((

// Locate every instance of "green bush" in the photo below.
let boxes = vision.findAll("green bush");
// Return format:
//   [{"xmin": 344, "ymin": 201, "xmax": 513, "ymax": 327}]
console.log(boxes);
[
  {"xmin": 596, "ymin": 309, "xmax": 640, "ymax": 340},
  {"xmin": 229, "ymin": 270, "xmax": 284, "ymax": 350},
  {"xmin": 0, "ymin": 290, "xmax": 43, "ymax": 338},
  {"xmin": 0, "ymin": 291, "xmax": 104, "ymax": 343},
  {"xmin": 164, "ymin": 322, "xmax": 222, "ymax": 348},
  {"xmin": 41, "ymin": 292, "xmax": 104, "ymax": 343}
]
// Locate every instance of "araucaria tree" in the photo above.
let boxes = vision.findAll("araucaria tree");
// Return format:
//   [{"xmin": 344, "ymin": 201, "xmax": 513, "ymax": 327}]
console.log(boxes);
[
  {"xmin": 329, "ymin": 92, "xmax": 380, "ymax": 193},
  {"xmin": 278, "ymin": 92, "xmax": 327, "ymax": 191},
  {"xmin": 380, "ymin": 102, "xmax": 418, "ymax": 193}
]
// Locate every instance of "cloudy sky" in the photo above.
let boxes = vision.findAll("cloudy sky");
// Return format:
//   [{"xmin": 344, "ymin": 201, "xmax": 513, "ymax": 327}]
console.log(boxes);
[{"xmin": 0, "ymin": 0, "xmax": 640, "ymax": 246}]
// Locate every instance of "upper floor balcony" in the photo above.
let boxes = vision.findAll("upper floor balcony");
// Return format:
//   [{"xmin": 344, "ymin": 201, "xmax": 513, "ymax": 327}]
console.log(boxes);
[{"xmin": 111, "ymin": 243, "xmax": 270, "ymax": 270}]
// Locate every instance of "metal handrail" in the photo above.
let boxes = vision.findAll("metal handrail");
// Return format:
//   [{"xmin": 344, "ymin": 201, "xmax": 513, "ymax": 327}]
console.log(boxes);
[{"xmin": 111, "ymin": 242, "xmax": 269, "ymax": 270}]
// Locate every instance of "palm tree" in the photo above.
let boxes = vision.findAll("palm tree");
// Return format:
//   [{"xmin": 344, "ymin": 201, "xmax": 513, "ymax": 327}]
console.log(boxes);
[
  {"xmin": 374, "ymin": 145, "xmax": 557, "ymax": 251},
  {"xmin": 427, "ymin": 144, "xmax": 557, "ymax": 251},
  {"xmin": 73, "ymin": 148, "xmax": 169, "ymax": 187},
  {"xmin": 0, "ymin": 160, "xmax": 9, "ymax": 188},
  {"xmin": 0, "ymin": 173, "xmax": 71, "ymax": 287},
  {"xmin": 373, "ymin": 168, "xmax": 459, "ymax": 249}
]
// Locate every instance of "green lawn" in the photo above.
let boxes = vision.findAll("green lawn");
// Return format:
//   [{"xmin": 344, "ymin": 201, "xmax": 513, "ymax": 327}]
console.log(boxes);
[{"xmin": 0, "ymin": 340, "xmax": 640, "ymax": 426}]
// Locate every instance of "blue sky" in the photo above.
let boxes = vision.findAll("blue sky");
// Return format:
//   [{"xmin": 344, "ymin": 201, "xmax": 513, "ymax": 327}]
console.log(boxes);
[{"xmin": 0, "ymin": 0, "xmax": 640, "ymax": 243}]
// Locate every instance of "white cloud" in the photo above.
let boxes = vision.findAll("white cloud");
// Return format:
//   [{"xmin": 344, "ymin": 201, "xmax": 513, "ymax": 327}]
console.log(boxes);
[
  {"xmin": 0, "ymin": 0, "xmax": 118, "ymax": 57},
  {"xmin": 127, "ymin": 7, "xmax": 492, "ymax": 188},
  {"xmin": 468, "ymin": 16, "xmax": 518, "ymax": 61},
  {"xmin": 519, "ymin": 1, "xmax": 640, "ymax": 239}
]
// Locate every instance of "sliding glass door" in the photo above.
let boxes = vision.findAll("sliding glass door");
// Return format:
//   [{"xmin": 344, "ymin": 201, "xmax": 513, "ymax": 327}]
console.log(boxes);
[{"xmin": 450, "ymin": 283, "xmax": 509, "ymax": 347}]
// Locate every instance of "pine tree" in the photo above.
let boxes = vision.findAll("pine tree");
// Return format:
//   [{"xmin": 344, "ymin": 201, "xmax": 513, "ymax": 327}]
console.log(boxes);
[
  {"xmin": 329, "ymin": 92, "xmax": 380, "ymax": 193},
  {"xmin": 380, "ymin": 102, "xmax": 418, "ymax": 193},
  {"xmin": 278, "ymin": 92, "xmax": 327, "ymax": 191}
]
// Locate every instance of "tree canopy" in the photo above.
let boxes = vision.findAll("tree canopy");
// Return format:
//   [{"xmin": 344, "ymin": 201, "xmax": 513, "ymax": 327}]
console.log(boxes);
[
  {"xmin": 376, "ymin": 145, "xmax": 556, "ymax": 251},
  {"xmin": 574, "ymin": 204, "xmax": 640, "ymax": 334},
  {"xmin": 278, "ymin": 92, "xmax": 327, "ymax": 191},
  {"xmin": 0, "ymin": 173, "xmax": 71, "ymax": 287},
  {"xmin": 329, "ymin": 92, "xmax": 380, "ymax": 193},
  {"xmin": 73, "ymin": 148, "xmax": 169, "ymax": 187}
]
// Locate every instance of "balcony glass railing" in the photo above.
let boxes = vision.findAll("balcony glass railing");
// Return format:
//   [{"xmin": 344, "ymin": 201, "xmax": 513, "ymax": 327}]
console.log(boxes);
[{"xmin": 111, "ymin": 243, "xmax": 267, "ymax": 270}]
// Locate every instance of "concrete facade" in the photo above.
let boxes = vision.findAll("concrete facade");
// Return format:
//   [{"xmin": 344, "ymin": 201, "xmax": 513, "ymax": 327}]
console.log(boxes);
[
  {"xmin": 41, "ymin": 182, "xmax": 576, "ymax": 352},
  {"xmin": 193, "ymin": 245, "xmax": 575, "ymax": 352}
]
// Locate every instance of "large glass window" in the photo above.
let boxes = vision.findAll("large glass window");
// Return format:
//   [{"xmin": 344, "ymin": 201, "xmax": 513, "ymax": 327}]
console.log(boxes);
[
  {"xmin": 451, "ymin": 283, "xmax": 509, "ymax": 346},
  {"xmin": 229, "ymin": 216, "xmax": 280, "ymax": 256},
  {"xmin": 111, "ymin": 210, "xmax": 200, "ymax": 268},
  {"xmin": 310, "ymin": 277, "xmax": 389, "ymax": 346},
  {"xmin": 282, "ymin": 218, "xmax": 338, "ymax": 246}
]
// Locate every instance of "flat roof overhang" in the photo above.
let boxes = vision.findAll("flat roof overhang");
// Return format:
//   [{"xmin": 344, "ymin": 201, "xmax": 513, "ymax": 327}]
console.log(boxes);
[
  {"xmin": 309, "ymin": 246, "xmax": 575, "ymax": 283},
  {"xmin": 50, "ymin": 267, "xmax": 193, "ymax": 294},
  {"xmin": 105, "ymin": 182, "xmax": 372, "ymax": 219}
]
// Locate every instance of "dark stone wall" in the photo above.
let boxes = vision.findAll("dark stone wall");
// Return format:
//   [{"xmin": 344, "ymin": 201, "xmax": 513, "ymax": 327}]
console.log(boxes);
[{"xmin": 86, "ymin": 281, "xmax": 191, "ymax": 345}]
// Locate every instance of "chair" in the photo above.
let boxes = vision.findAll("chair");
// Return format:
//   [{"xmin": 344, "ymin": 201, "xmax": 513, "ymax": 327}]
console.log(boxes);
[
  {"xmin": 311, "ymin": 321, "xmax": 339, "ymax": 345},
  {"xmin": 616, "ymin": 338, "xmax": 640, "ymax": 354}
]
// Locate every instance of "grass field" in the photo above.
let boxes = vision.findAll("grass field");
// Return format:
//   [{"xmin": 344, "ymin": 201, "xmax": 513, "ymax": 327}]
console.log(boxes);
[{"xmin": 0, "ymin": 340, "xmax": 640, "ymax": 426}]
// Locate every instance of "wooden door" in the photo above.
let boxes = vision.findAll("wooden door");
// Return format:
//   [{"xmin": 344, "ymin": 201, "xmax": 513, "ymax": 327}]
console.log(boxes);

))

Which lines of the listing above contain the word "wooden"? Pick out each one and copy it in full.

Response below
// Locate every instance of "wooden door" in the photo above.
let boxes = vision.findAll("wooden door");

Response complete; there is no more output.